Stated task :: Copy out everything from the start of the records down to the line "0 0 868 605", replacing "detector" with "locator" wherever it occurs and leaving the rest unchanged.

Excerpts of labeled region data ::
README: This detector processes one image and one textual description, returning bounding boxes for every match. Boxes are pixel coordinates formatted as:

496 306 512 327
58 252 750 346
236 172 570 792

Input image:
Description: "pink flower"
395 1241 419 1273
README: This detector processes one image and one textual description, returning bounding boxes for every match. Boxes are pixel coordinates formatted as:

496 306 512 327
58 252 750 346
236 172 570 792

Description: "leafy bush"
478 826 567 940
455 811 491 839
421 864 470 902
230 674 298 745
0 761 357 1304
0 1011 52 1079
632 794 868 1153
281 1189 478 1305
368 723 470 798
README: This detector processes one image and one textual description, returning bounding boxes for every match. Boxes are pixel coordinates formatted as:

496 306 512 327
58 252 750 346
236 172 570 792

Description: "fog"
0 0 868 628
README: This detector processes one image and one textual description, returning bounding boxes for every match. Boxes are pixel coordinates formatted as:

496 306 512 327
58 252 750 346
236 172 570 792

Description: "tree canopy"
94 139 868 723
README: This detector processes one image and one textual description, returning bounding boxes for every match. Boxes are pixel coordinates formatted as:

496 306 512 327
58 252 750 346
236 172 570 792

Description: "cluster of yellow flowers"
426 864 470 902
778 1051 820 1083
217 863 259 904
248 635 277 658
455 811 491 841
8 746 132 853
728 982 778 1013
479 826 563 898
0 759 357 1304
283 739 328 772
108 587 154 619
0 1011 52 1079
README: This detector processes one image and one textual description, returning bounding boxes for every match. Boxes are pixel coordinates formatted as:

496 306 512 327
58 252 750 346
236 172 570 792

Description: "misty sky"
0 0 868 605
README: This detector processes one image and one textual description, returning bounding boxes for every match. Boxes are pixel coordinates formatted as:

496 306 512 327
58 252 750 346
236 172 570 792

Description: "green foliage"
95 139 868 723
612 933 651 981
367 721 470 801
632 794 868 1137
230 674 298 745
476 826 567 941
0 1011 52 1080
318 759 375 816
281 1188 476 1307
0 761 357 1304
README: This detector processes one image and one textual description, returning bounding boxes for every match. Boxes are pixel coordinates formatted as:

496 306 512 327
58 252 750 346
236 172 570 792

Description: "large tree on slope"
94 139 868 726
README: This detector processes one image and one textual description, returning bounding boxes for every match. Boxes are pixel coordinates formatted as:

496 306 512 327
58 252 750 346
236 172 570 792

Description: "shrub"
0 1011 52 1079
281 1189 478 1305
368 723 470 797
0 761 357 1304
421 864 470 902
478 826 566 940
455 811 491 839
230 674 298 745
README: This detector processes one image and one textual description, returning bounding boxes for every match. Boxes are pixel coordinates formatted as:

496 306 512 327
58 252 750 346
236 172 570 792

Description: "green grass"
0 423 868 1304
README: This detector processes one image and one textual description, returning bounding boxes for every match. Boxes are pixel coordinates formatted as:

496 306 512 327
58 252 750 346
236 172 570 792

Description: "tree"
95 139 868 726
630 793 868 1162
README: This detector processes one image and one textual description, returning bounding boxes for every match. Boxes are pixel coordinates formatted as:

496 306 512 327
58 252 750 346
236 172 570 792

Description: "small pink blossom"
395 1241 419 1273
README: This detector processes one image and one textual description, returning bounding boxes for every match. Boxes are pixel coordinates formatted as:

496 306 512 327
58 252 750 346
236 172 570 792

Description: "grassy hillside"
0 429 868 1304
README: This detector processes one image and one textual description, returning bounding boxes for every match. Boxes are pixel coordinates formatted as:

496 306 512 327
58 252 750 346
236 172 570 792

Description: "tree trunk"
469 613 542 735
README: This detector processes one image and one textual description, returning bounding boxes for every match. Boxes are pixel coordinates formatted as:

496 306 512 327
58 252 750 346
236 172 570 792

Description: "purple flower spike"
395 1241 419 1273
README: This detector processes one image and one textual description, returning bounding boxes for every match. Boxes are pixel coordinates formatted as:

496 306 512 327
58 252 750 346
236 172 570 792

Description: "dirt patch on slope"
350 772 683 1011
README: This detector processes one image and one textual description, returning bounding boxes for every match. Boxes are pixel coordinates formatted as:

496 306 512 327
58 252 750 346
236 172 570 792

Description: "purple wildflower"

The output ::
README: This locator processes one image and one textual description, returning bounding boxes for every match. Boxes are pixel coordinates formatted as:

496 306 512 327
58 252 750 346
236 172 570 792

Input image:
Description: "pink flower"
395 1241 419 1273
README: This locator processes one image and one textual description, returning bounding boxes for every match. Boxes are pixel coordinates formatted as:

496 306 512 327
58 252 750 346
236 172 570 792

Description: "leafy bush"
478 826 567 940
455 811 491 839
421 864 470 902
230 674 298 745
0 761 357 1304
0 1011 52 1079
632 794 868 1153
281 1189 478 1305
368 723 470 798
README: This locator processes one image and one textual description, returning bounding boxes for every match. Boxes are pixel coordinates formatted as:

496 306 512 327
58 252 750 346
236 172 570 792

Description: "fog"
0 0 868 628
README: This locator processes one image and one textual description, returning bounding boxes for every match. Boxes are pixel coordinates formatted as:

496 306 512 327
58 252 750 346
236 172 570 792

Description: "tree canopy"
94 139 868 723
README: This locator processes one image and one textual description, returning bounding boxes for every match. Boxes are pixel coordinates formatted as:

496 306 512 327
58 252 750 346
236 172 570 792

Description: "cluster of yellow flowers"
426 864 470 902
778 1051 820 1083
217 863 259 904
248 635 277 658
455 811 491 841
8 746 132 853
728 982 778 1013
479 826 563 898
0 759 357 1304
283 739 328 772
108 587 154 619
0 1011 52 1079
README: This locator processes one image and one textual description, returning bounding boxes for every match. Boxes are pixel coordinates formatted as:

496 306 512 327
58 252 750 346
236 172 570 792

Description: "misty sky"
0 0 868 605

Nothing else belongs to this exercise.